• List of tasks:
[1] From the news roundup, list the companies that split the Pentagon cloud computing contract, each with its ticker as shown.
[2] Write the next part of the financial news roundup, starting after its last sentence.

• Extract to read:
▼

In today’s top stories, Cathie Wood’s Ark Innovation ETF slims down its holdings, the Pentagon announces the winners of a cloud computing contract bid, and Elon Musk’s bankers try to figure out what to do about their Twitter debt. Pharma stocks bounce on news that a law suit has been thrown out, and retail investors are surveyed on their moves for 2023.
Cathie Wood condenses ARKK holdings
Cathie Wood’s Ark Innovation ETF [ARKK] has concentrated its portfolio, which now stands at 32 companies from a previous 58, with Wood telling the Finimize Modern Investor Summit on Tuesday that she no longer feels China is supportive of innovation. Wood also compared current macro conditions to the 1910s, and said she expects year-over-year inflation to turn negative.
Pentagon cloud contract in four-way split
A $9bn cloud computing contract with the Pentagon has been split between Google [GOOGL], Oracle [ORCL], Microsoft [MSFT] and Amazon [AMZN]. A previous version was scrapped last year following accusations that former president Donald Trump’s administration had interfered in the award. The Joint Warfighting Cloud Capability offers the Department of Defense direct access to commercial cloud services “at the speed of mission”, the Pentagon said.

▲

Source data
▼

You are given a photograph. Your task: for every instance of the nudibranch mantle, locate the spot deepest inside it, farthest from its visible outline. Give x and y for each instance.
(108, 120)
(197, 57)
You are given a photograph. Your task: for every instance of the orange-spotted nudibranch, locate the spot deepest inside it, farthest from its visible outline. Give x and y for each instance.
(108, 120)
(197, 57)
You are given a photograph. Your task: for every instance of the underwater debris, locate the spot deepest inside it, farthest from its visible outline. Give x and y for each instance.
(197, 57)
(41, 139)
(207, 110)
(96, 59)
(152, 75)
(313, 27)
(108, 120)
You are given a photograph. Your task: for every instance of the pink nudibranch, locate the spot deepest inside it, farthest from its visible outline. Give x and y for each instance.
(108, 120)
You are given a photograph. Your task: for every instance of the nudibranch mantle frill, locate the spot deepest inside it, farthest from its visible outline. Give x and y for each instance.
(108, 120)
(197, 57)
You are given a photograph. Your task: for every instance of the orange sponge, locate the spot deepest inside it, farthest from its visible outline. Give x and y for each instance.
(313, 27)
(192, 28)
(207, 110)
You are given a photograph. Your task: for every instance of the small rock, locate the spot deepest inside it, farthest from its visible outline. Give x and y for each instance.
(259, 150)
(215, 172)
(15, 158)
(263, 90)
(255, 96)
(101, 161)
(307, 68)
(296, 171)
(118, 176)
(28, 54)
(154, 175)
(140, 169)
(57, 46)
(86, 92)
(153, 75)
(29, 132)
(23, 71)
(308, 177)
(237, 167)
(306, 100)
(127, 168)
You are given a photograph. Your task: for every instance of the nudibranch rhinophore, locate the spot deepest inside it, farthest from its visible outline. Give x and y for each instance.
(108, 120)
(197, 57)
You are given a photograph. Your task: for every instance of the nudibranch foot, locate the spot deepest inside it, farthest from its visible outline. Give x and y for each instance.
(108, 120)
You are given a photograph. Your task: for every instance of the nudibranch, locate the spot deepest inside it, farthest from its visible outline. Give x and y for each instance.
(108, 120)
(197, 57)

▲

• Outputs by task:
[1] Google [GOOGL], Oracle [ORCL], Microsoft [MSFT], Amazon [AMZN]

[2]
Musk’s bankers discuss Twitter debt alternatives
Anonymous insiders have told Bloomberg that Elon Musk’s bankers are discussing replacing part of the $13bn debt layered on Twitter during its acquisition with margin loans backed by Tesla [TSLA] stock. The existing debt structure would cost Twitter more than $1.2bn in annual interest payments. Twitter made a $221m net loss in 2021.
GSK, Haleon and Sanofi boosted by Zantac decision
2,500 lawsuits alleging that heartburn drug Zantac causes cancer were thrown out by US district judge Robin Rosenberg on Tuesday. The news caused a jump in shares of GSK [GSK] and Haleon [HLN.L], which rose 7.54% and 3.56% respectively on Wednesday. Sanofi [SNY], meanwhile, rose 1.35% in intra-day trading, before closing down 1.26% on the previous day. The companies had feared tens of billions of dollars in compensation could result from the suits, which Rosenberg said were based on flawed research.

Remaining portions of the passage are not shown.